#### Instructions for the task:
According to the newsletter excerpt, what proportion of head and neck cancers in men can the HPV vaccine prevent?

#### Page excerpt:
####
Hello, everyone! I hope you are enjoying some time outdoors this summer while continuing to be safe and healthy. This issue of CONQUER: the patient voice has information that I know you will want to share with others. Here are some highlights.
Read about the journey of a patient diagnosed with anal cancer, and why it is so important for young people to get the HPV vaccine. It is rare to have an effective way to prevent cancer, but this vaccine truly does just that. The HPV vaccine can prevent nearly all anal cancers in men and women, cervical cancer in women, and almost one-third (28%) of head and neck cancers in men.
Another patient tells about his experience with metastatic lung cancer, and how it changed his philosophy about life for the better.
Young women with advanced (stage IV) breast cancer have many struggles, beginning with the reality that metastatic disease will likely be their cause of death. A young patient with this diagnosis describes her frustrations with her care team failing to treat her as a person, not just as a person with stage IV breast cancer. Her story is sad, so here is a special message for her.
####
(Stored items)

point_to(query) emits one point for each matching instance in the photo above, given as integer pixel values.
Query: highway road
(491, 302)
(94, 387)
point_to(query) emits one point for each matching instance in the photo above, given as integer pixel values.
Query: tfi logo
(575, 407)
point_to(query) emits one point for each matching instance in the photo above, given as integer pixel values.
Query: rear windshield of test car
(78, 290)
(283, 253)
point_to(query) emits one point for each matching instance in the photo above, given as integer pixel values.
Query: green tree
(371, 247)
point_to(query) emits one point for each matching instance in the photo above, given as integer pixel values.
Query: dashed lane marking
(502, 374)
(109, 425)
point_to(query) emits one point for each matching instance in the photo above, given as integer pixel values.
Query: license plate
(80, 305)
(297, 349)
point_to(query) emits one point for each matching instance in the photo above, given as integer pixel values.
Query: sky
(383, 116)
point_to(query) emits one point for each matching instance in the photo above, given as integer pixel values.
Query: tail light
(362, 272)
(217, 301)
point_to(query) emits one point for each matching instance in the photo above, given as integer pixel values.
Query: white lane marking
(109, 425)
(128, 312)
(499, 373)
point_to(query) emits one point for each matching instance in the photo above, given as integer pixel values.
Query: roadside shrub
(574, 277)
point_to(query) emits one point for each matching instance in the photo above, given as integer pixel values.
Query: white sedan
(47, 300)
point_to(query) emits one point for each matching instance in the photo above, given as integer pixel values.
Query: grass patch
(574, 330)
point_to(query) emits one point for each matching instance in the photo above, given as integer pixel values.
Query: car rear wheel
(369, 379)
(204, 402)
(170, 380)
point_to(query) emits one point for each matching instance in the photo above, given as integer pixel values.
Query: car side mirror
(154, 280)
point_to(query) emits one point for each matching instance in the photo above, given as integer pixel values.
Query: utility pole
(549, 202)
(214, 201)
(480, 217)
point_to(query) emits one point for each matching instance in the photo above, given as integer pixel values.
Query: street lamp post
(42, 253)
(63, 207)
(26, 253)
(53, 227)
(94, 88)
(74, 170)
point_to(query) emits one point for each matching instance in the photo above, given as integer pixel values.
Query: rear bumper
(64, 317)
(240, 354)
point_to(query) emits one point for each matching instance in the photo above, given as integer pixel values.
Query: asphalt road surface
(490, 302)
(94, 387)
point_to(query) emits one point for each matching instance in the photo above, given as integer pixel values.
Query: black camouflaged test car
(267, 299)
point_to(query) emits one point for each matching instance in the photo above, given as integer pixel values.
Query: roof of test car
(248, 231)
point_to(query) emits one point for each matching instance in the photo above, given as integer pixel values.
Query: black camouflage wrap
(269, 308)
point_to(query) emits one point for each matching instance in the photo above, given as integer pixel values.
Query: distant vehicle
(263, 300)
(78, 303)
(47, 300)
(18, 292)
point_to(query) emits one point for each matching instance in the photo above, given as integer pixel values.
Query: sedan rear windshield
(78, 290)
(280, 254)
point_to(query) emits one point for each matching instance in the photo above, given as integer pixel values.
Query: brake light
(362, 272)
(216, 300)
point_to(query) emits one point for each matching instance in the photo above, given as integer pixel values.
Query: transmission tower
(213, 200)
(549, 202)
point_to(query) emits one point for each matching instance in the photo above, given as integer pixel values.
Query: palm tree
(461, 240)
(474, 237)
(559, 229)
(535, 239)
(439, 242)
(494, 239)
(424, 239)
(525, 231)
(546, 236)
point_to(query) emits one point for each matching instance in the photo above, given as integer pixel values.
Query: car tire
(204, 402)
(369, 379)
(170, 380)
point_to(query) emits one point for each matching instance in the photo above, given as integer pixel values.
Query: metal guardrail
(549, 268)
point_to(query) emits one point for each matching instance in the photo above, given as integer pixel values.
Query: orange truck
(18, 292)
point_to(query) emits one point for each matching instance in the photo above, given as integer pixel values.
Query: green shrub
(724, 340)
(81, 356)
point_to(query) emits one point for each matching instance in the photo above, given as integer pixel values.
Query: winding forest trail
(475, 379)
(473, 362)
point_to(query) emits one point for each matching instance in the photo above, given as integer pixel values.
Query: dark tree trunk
####
#### Your solution:
Almost one-third (28%).